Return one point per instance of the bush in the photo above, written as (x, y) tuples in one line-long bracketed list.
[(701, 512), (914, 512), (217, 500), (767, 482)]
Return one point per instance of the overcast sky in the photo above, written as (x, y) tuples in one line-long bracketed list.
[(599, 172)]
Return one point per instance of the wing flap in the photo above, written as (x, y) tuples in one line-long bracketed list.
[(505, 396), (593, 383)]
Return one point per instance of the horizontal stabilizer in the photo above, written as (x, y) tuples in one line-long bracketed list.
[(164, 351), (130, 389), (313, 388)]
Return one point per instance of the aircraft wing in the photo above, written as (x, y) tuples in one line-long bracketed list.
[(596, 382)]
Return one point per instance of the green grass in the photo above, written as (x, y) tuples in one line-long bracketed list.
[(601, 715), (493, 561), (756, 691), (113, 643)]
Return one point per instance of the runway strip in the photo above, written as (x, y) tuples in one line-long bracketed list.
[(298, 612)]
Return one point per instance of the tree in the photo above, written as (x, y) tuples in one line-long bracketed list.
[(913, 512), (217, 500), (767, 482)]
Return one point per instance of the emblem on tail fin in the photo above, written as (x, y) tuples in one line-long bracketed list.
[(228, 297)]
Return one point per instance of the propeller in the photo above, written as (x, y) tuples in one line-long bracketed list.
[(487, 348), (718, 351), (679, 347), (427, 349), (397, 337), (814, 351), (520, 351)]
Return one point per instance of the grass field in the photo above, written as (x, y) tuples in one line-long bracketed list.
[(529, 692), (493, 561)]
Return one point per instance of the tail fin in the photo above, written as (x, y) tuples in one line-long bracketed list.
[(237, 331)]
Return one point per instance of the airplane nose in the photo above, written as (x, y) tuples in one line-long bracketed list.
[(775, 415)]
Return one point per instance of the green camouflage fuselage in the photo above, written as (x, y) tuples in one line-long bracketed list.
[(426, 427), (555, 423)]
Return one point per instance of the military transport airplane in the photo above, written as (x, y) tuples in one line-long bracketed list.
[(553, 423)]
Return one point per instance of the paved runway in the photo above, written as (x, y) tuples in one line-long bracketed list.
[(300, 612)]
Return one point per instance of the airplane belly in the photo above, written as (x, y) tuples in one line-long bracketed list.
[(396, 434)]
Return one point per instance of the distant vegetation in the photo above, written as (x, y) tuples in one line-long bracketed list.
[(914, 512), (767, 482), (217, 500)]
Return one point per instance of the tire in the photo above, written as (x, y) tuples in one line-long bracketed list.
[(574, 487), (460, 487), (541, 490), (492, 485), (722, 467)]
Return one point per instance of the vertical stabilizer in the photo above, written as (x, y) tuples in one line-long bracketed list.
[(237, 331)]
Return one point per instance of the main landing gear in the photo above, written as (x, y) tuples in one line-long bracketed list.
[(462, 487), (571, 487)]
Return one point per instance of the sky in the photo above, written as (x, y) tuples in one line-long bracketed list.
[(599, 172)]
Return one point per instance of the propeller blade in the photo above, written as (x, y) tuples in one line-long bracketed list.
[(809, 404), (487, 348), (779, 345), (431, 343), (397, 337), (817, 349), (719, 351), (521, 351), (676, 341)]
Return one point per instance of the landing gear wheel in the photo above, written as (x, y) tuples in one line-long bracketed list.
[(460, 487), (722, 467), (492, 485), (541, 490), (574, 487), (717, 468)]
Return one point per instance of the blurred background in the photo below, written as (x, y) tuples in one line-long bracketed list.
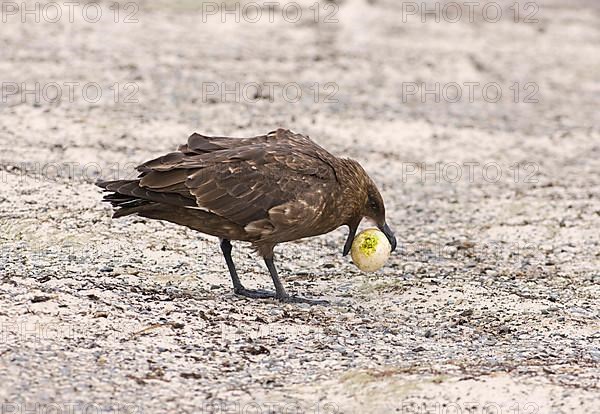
[(478, 120)]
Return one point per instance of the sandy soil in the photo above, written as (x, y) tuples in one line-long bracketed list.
[(491, 304)]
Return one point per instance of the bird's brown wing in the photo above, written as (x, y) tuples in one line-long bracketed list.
[(265, 185)]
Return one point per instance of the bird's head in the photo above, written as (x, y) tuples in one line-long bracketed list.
[(372, 208)]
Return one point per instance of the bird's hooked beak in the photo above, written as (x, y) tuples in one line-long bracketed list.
[(389, 234)]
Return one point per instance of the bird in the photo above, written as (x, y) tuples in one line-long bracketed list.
[(266, 190)]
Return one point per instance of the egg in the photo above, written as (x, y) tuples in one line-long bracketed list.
[(370, 250)]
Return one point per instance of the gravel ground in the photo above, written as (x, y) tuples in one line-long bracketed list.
[(490, 304)]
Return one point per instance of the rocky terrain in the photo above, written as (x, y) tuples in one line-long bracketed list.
[(482, 132)]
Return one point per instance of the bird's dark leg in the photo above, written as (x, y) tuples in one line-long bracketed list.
[(238, 288), (280, 292), (226, 249)]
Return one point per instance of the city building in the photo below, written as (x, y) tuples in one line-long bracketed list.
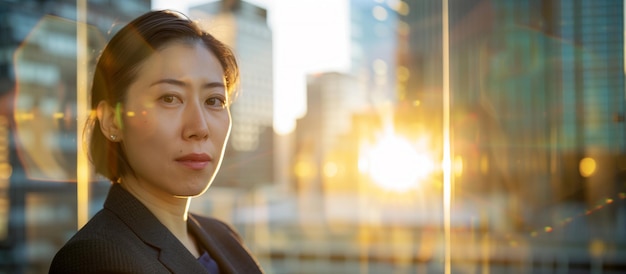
[(373, 27), (249, 158), (537, 107)]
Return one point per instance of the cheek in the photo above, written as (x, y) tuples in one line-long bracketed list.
[(141, 128)]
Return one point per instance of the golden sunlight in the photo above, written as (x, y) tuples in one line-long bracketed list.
[(396, 164)]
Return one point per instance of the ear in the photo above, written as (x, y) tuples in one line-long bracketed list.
[(109, 122)]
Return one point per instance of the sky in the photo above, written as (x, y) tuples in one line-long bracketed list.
[(310, 36)]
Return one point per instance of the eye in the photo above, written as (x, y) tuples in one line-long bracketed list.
[(170, 99), (216, 102)]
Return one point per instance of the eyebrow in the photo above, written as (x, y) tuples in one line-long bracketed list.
[(179, 83)]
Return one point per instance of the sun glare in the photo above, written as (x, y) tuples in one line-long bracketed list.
[(396, 164)]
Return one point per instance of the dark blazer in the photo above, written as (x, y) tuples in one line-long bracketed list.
[(125, 237)]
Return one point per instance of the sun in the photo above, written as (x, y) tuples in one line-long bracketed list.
[(396, 164)]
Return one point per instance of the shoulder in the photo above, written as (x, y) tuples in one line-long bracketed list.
[(102, 246)]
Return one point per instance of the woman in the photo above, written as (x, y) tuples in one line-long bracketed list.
[(161, 93)]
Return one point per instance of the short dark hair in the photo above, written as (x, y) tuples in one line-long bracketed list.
[(117, 69)]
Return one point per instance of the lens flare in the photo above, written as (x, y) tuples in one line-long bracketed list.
[(396, 164)]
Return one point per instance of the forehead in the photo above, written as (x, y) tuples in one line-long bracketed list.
[(182, 59)]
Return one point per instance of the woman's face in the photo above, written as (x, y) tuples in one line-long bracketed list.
[(176, 121)]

[WORK REQUEST]: Apart from the pictures, restate all of the listing above exactly.

[EXERCISE OUTPUT]:
Return one point per instance of the bush in the photo above, written as (x, y) tuples in one line-long bracketed list.
[(701, 512), (914, 512), (217, 500), (767, 482)]
Return one point per instance of the overcast sky in the photo above, written as (x, y) tuples in one line-long bracketed list.
[(599, 172)]
Return one point per instance of the wing flap in the photo above, written as (x, y) tuples in one line-long bracketed list.
[(505, 396), (593, 383)]
Return one point per instance of the horizontal stabilizer in the photo above, written as (x, y) tuples in one line-long bracketed list.
[(164, 351), (130, 389), (313, 388)]
Return one point per instance of the aircraft wing in the photo above, written as (x, y) tuples in one line-long bracketed list.
[(596, 382)]
Return one point per instance of the green grass in the photo above, written as (x, y) tuples in one line-long bracketed list.
[(601, 715), (493, 561), (756, 691), (113, 643)]
Return one point per instance of the runway strip in the photo above, written as (x, y) tuples in one line-long bracketed list.
[(298, 612)]
Return one point per instance of the tree in the photo above, written as (x, y) tuples in one line-long bracketed list.
[(913, 512), (217, 500), (767, 482)]
Return one point per instance of the emblem on tail fin in the photo above, written as (x, y) tuples in one line-long bracketed list.
[(228, 297)]
Return one point per instance of the propeller in the photo above, written as (x, y) tuples in one line-long bracketed list.
[(487, 348), (718, 351), (679, 347), (427, 349), (397, 337), (814, 351), (520, 351)]
Return one point per instance of the grass field in the photo above, written as (x, y) tuples in one line-long bracketed list.
[(529, 692), (493, 561)]
Return one point per instance of the tail fin in the photo above, written as (x, y) tuples in one line-long bracketed list.
[(237, 331)]
Return one point per instance of the airplane nose in the photo above, written as (x, y) tuples in one line-long bracketed list.
[(775, 415)]
Return one point per instance of the green camouflage fuselage in the photo above, written as (x, y) tuples in one line-long bracketed list.
[(426, 427), (555, 423)]
Return one point per instance of the military transport airplane in the photo above, written as (x, y) tuples in one line-long bracketed list.
[(553, 423)]
Return one point per instance of the paved runway in the photo above, written as (x, y) tuples in one line-long bracketed list.
[(300, 612)]
Return one point per instance of the airplane belly in the photo above, written as (x, y) tuples in one line-long bracketed list.
[(396, 434)]
Return one point per instance of the distant vegetation in the photo above, written as (x, y) tuples in one line-long bracketed list.
[(914, 512), (767, 482), (217, 500)]
Return one point per instance of the tire in the photo above, written as (x, y) tuples in one line-long bracketed list.
[(574, 487), (460, 487), (541, 490), (492, 485), (722, 467)]
Return one point per instance of the vertical stabilizer in the photo above, written as (x, y) tuples in one line-long bracketed list.
[(237, 331)]
Return one point per instance of the main landing gear in the photo above, written as (x, y) tuples in one line-long bracketed list.
[(462, 487), (571, 487)]
Return one point per instance of the sky in the photo above, written as (x, y) tuples in one line-long bracketed list.
[(599, 172)]
Return one point per instance of the propeller blade in the photo above, written as (x, y) tuples in one line-long bracketed list.
[(809, 404), (487, 348), (779, 345), (431, 343), (397, 337), (817, 349), (719, 351), (521, 351), (676, 341)]
Return one point per instance of the landing gear wheel in the photo above, written as (x, y) tuples in one line-long bracketed list.
[(460, 487), (722, 467), (492, 485), (541, 490), (574, 487), (717, 468)]
Return one point per instance of the blurred background in the photo below, written as (x, y) tuples in one line-long bracketed list.
[(478, 120)]
Return one point per instance of the sandy soil in the photo above, written as (x, y) tuples in one line-long bracketed list.
[(491, 304)]
Return one point per instance of the bird's brown wing in the photo above, written as (x, y) tuples in one line-long bracketed list.
[(265, 185)]
Return one point per instance of the bird's head in the photo above, written as (x, y) tuples in one line-long bracketed list.
[(372, 208)]
Return one point per instance of the bird's hooked beak in the photo above, written as (x, y) tuples in one line-long bracketed list.
[(389, 234)]
Return one point per instance of the bird in the photo above, written as (x, y) tuples in one line-long bracketed list.
[(266, 190)]
Return one point per instance of the egg in the photo above, written as (x, y) tuples in one line-long bracketed list.
[(370, 250)]
Return one point per instance of the gravel ground in the photo above, written as (x, y) tuples in one line-long bracketed list.
[(490, 304)]
Return one point per instance of the rocky terrain in the photo above, written as (x, y) tuples in one line-long bracketed list.
[(482, 132)]
Return one point per instance of the bird's dark leg in the photo above, written as (x, y) tuples in one line-long bracketed list.
[(238, 288), (280, 292), (226, 249)]
Return one point per instance of the city building in the photo below, written as (x, y) tuples in one line-long bracketed list.
[(373, 27), (249, 158), (537, 107)]
Return one point per instance of the cheek in the photo above, written as (x, y) tuples in one line-long bracketed list.
[(141, 128)]
Return one point per instance of the golden sunlight in the photo above, written as (x, y) tuples in one line-long bracketed list.
[(396, 164)]
Return one point per instance of the ear in the photo above, written as (x, y) tuples in one line-long bracketed list.
[(109, 122)]
Return one point per instance of the sky in the photo above, written as (x, y) tuples in one line-long bracketed list.
[(310, 36)]
Return one point per instance of the eye in the photo above, written as (x, y) tuples in one line-long bracketed list.
[(170, 99), (216, 102)]
Return one point per instance of the eyebrow in the photo above, written as (x, y) tuples in one line-long bracketed list.
[(179, 83)]
Return one point per instance of the sun glare in the photo above, written as (x, y) tuples in one line-long bracketed list.
[(396, 164)]
Return one point per instance of the dark blazer in the photo above, written as (x, y) tuples in one line-long bracketed list.
[(125, 237)]
Return one point per instance of the sun in the photo above, written as (x, y) tuples in one line-long bracketed list.
[(396, 164)]
Return one point per instance of the shoulder in the photo above, written as (x, y) tuples in one line-long bracketed list.
[(102, 246)]
Return one point per instance of the woman in the photo above, written as (x, y) tuples in one line-long bracketed list.
[(161, 93)]
Return one point per instance of the short dark hair in the photo above, written as (x, y) tuples in one line-long bracketed list.
[(117, 69)]
Return one point per instance of the lens flare in the photo above, written as (x, y) tuples in one line-long bracketed list.
[(396, 164)]
Return one point per instance of the forehead in the photo above, written as (x, y) tuples in one line-long bracketed list.
[(182, 59)]
Return one point per instance of the woman's face in the photo above, written as (x, y) tuples in one line-long bracketed list.
[(176, 121)]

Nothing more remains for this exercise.